**Records for processing**
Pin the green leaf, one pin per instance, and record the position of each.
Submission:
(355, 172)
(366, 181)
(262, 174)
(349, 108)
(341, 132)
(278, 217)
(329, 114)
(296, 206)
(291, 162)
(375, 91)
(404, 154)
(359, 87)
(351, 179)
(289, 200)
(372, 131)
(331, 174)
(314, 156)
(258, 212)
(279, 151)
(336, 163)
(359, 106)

**What the exercise asks**
Output the records above in full, with nothing altered.

**Task solution**
Pin the green leaf, one pin per instance, and record the position of each.
Submission:
(355, 172)
(366, 181)
(262, 174)
(349, 108)
(341, 132)
(278, 217)
(329, 114)
(296, 206)
(291, 162)
(375, 91)
(404, 154)
(359, 87)
(351, 179)
(289, 200)
(372, 131)
(331, 174)
(314, 156)
(258, 212)
(279, 151)
(336, 163)
(359, 106)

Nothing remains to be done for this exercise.